[Collection entries]

--- start ---

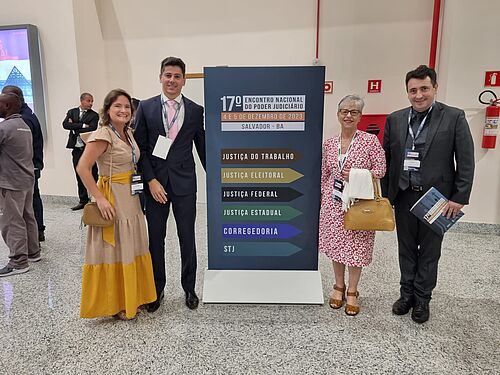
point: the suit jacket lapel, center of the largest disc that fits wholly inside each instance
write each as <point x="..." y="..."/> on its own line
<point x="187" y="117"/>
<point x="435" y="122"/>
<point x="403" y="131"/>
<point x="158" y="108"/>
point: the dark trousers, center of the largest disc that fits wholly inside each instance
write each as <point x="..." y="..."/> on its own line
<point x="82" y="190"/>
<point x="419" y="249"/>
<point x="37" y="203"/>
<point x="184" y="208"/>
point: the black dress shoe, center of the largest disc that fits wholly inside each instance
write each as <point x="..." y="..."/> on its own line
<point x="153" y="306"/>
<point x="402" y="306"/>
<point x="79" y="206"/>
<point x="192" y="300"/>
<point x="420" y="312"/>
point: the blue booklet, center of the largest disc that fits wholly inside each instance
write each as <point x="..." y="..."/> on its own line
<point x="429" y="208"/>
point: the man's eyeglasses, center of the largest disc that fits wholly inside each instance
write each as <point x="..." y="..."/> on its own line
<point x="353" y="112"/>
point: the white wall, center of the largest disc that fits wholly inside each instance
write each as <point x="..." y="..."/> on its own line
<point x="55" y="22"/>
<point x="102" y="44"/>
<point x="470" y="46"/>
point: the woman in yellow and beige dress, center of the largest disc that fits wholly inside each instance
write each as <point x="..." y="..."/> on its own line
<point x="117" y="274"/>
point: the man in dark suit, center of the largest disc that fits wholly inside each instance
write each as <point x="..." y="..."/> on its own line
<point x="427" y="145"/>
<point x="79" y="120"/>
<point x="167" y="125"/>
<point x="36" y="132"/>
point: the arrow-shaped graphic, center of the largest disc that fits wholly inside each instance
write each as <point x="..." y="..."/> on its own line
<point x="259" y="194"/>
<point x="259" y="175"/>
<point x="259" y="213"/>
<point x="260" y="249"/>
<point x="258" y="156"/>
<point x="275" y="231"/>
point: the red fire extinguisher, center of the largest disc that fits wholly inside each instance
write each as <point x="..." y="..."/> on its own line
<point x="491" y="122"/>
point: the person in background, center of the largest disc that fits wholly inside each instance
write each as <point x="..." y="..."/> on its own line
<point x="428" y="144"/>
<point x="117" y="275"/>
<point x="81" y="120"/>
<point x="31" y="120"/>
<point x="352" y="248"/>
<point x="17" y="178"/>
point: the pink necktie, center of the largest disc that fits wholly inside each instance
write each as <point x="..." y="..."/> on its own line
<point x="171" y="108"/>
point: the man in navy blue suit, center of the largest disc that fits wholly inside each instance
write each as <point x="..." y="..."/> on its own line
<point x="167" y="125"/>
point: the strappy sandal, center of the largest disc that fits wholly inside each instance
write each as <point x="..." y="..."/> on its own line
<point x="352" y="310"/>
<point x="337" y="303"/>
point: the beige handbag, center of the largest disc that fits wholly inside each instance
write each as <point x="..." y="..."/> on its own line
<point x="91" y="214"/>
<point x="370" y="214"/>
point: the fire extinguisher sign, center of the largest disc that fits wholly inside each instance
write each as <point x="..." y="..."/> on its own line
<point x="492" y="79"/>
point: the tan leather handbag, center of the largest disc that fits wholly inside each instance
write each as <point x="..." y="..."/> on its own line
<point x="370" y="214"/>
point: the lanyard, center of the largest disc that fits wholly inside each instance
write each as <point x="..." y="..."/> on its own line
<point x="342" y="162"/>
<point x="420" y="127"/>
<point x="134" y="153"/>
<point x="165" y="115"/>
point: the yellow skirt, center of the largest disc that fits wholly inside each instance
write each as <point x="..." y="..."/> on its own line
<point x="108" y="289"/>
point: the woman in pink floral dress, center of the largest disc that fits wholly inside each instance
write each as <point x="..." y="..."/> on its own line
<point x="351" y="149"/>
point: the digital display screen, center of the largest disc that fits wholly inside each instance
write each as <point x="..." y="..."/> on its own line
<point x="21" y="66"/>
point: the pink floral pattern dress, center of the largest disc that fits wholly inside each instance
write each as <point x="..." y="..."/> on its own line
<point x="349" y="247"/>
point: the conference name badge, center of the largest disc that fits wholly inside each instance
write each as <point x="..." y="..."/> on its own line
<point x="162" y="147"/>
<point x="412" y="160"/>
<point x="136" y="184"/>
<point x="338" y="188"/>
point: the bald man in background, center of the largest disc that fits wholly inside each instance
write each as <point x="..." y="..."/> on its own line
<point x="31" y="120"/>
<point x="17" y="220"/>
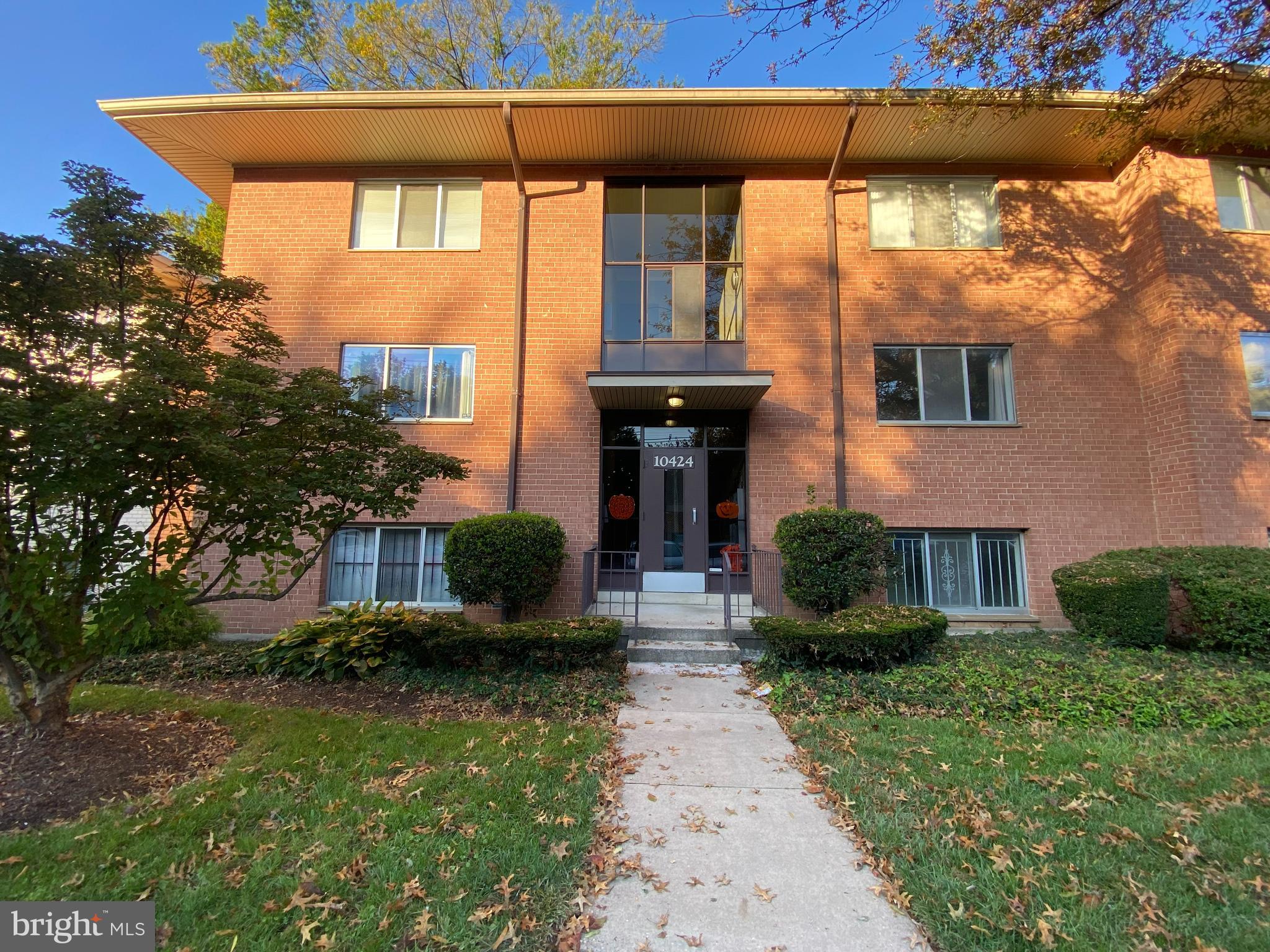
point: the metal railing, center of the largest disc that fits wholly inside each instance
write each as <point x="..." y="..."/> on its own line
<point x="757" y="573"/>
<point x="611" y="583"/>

--- end ---

## What the task asks
Turn every line of the entries above into a numbered list, skipping any blank lines. Leave the pictures out.

## Completed task
1. point: the suit jacket lapel, center of the largest disc that fits wholly inside each instance
2. write each as <point x="..." y="..."/> on its own line
3. <point x="187" y="117"/>
4. <point x="435" y="122"/>
5. <point x="403" y="131"/>
6. <point x="158" y="108"/>
7. point: the dark trousers, center of the largest disc that fits wholly inside each instance
8. write each as <point x="..." y="..."/> on its own line
9. <point x="82" y="190"/>
10. <point x="419" y="249"/>
11. <point x="37" y="203"/>
12. <point x="184" y="208"/>
13. point: the black dress shoe, center of the largest disc that fits wholly inside each instance
14. write each as <point x="..." y="..."/> on its own line
15. <point x="153" y="306"/>
16. <point x="402" y="306"/>
17. <point x="79" y="206"/>
18. <point x="192" y="300"/>
19. <point x="420" y="312"/>
20. point: the blue booklet, center of the largest disc that fits wholly inside each instance
21. write each as <point x="..." y="..."/> on its own line
22. <point x="429" y="208"/>
23. point: the man's eyeglasses, center of the largest disc that fits wholly inside each instance
24. write each as <point x="..." y="..."/> on its own line
25. <point x="353" y="112"/>
26. point: the white wall, center of the largest disc that fits wholly inside each instance
27. write each as <point x="..." y="..."/> on its own line
28. <point x="55" y="22"/>
29. <point x="102" y="44"/>
30. <point x="470" y="46"/>
31. point: the woman in yellow and beige dress, center of the largest disc that fits wholly inside each instance
32. write each as <point x="..." y="..."/> on its own line
33. <point x="117" y="274"/>
34. point: the man in dark suit, center of the largest disc that fits wholly inside each instance
35. write each as <point x="..." y="..."/> on its own line
36. <point x="427" y="145"/>
37. <point x="79" y="120"/>
38. <point x="167" y="125"/>
39. <point x="36" y="132"/>
40. point: the arrow-shaped graphic, center of the largest disc that fits wholly inside each instance
41. write each as <point x="..." y="..."/> on its own line
42. <point x="259" y="194"/>
43. <point x="259" y="175"/>
44. <point x="259" y="213"/>
45. <point x="260" y="249"/>
46. <point x="258" y="156"/>
47. <point x="275" y="231"/>
48. point: the red fire extinguisher, center of the largest disc that fits wholly inside each instance
49. write each as <point x="..." y="..."/> on its own line
50. <point x="491" y="122"/>
51. point: the person in background, center of the largest disc that fits wholly inside each instance
52. write each as <point x="..." y="..."/> on its own line
53. <point x="428" y="144"/>
54. <point x="117" y="275"/>
55. <point x="81" y="120"/>
56. <point x="31" y="120"/>
57. <point x="352" y="248"/>
58. <point x="17" y="178"/>
59. point: the pink necktie, center of the largest disc that fits wholly inside each instance
60. write each as <point x="..." y="..."/> on its own line
61. <point x="171" y="108"/>
62. point: the man in navy blue suit, center of the largest disc that fits wholly inside each instance
63. write each as <point x="..." y="..."/> on its own line
64. <point x="167" y="125"/>
65. point: the strappy sandal, center of the largest disc that fits wholly inside each instance
66. write each as <point x="..." y="..."/> on its own line
67. <point x="352" y="310"/>
68. <point x="337" y="303"/>
69. point: the beige handbag, center of the largest disc that fits wholly inside each instance
70. write each as <point x="..." y="..."/> on its own line
71. <point x="91" y="214"/>
72. <point x="370" y="214"/>
73. point: the fire extinguisher sign, center of the largest disc that fits wholly inside each instance
74. write each as <point x="..." y="..."/> on its own line
75. <point x="492" y="79"/>
76. point: the tan leather handbag, center of the largest disc that fits wholly inside each instance
77. write each as <point x="..." y="..."/> on its own line
78. <point x="370" y="214"/>
79. point: the lanyard, center of the largest disc that fits wholly inside each instance
80. write each as <point x="..." y="..."/> on its own line
81. <point x="342" y="162"/>
82. <point x="420" y="127"/>
83. <point x="134" y="153"/>
84. <point x="165" y="115"/>
85. point: the yellow skirt, center of the largest disc that fits wholly inside each instance
86. write each as <point x="..." y="..."/> on its own line
87. <point x="108" y="289"/>
88. point: the woman in pink floral dress, center of the largest disc that fits wholly inside each instance
89. write each as <point x="..." y="..."/> on its own line
90. <point x="351" y="149"/>
91. point: the digital display screen, center of the largest disc that fits wholly inside each instance
92. write each as <point x="..." y="..."/> on its own line
93. <point x="21" y="66"/>
94. point: the pink floral pattern dress, center of the largest disc that fits wholly inside each instance
95. write each as <point x="..." y="..."/> on its own line
96. <point x="349" y="247"/>
97. point: the conference name badge, center of the largest disc that fits wholly inside each instance
98. write each as <point x="..." y="..."/> on its own line
99. <point x="162" y="147"/>
100. <point x="412" y="160"/>
101. <point x="136" y="184"/>
102. <point x="338" y="188"/>
103. point: the bald man in background, center of the largest disc that fits wholly inside each instance
104. write each as <point x="..." y="..."/> on its own line
105. <point x="31" y="120"/>
106. <point x="17" y="220"/>
107. point: the metal railing, center of the largest disc that fits wholly inside each instance
108. write each as <point x="..." y="..."/> on its own line
109. <point x="757" y="573"/>
110. <point x="611" y="583"/>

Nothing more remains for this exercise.